• _The exercise_: Give only the lines from the one containing "Pick out the white countertop, placing" through the end of the material below, exactly as written.

Coordinate labeling data
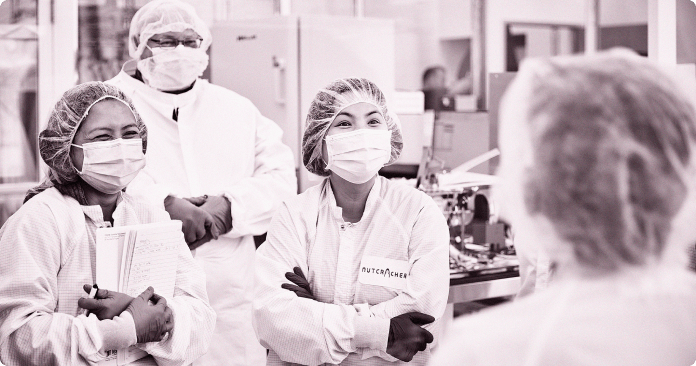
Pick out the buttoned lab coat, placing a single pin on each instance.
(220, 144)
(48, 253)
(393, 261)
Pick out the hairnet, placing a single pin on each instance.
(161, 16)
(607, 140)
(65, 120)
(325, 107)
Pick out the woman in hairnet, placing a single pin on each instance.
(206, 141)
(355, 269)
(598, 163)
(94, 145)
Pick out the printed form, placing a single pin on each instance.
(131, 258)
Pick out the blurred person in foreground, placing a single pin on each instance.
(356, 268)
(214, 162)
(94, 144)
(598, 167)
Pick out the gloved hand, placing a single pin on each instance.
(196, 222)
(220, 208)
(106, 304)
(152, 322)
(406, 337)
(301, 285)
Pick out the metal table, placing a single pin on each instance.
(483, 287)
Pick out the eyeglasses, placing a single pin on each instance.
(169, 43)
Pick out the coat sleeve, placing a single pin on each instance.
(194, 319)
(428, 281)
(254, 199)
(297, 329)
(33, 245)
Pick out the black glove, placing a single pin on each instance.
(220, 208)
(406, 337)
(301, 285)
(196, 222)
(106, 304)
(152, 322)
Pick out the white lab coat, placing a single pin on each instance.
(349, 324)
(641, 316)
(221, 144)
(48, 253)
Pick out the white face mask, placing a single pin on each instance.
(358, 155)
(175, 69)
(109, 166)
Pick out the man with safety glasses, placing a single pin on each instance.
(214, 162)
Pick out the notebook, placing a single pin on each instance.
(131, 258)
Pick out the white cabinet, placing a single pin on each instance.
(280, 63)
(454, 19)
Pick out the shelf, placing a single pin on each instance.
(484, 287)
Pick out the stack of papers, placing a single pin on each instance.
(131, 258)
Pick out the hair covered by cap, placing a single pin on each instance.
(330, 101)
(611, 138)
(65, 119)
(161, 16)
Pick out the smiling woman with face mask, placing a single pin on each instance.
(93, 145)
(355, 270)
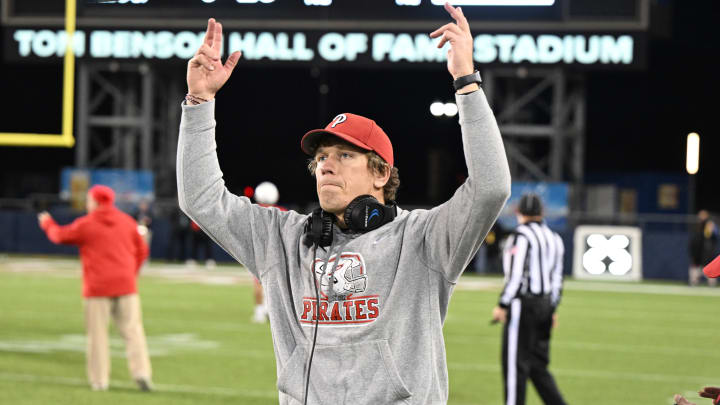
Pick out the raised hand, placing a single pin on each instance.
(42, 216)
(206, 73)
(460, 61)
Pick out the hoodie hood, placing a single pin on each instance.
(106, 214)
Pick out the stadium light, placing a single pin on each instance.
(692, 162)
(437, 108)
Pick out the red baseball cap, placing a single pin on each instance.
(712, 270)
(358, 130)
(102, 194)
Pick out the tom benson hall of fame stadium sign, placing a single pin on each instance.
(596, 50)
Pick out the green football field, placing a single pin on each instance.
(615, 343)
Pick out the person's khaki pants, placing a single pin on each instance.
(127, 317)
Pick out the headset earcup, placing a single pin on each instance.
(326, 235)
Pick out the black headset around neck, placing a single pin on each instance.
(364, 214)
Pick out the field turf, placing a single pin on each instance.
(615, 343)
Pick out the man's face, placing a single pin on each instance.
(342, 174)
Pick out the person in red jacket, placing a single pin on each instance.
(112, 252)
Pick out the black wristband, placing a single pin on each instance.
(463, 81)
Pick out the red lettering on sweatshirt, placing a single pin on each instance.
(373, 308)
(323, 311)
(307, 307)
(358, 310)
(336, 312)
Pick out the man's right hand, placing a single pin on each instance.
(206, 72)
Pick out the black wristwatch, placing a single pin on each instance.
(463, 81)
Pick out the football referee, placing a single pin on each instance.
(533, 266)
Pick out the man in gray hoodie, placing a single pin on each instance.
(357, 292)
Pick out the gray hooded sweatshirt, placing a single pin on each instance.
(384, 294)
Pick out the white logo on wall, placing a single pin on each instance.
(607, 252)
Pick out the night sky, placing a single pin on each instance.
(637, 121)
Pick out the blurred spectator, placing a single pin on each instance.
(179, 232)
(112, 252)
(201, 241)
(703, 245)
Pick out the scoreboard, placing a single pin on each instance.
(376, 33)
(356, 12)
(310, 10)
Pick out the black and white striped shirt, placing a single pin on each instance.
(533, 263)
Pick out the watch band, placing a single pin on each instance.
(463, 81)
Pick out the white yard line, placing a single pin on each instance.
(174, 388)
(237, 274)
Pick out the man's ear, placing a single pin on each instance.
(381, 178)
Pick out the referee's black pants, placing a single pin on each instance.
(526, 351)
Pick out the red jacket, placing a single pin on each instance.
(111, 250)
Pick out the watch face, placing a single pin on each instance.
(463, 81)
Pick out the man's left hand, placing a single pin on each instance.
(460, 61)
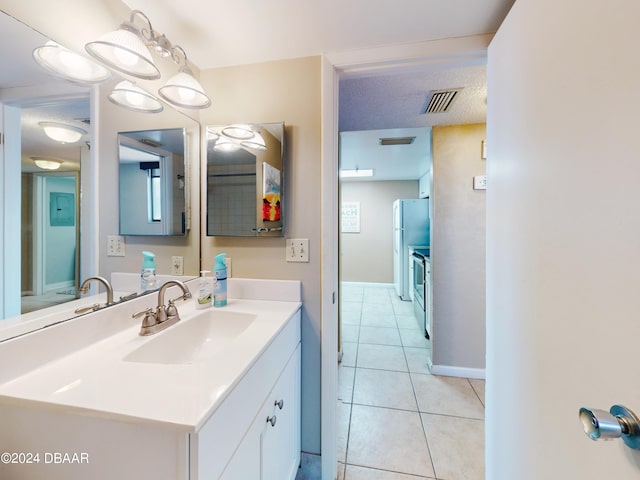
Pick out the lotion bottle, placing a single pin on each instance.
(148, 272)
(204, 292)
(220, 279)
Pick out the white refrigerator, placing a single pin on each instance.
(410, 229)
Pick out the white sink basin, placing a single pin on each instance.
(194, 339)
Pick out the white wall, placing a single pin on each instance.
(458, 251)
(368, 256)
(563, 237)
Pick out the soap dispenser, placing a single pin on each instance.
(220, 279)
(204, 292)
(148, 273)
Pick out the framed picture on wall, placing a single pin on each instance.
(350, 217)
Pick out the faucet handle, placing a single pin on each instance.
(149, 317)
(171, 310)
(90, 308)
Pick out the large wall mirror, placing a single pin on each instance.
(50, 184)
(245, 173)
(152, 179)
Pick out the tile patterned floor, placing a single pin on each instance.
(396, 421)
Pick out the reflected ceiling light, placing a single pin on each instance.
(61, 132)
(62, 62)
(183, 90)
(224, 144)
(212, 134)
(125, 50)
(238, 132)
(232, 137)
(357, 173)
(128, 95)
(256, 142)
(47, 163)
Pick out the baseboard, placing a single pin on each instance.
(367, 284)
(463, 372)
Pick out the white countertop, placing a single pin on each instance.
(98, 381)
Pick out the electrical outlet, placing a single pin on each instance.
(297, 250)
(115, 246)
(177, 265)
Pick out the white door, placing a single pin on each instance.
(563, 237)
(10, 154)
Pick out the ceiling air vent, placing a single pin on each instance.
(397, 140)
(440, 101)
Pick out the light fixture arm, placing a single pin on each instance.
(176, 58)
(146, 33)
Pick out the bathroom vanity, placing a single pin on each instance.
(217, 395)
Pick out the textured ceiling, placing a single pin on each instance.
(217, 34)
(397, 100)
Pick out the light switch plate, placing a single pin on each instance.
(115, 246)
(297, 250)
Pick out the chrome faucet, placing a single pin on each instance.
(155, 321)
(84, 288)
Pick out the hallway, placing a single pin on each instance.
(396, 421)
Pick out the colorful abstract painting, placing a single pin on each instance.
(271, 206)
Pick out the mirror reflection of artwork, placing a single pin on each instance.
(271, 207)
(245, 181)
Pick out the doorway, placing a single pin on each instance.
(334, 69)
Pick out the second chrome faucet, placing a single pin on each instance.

• _The result_:
Pick out the white countertop, placing a single pin on each instance.
(98, 381)
Pick out the electrical outlet, placing a single pin on each instance.
(297, 250)
(115, 246)
(177, 265)
Pick out the white door, placing a single pin on each instance.
(563, 237)
(10, 154)
Pick out the ceiling air vent, placing a single pin on each instance.
(397, 140)
(440, 101)
Pick out the light fixture arm, placing a single pin on each instance.
(176, 58)
(146, 33)
Pick out the bathroom vanity, placing a single pin on each instance.
(217, 395)
Pick out the textured ceiling, placing a single pin on each instance.
(217, 34)
(397, 100)
Pick out the light switch plate, placing a single pin on each instance.
(115, 246)
(297, 250)
Pick out the chrome faucet, placing a single pin on each instance.
(155, 321)
(84, 288)
Pick out the hallway, placing a single pin on each instance.
(396, 421)
Pick out the colorful abstract painting, placing a single pin on each instance.
(271, 206)
Pick out the mirror reflection of artwork, placing a single pin on each instance.
(271, 207)
(245, 181)
Pick out the doorway, placing a single pin on each instance.
(334, 69)
Pick out the second chrome faucet, placing a single pin on each instance.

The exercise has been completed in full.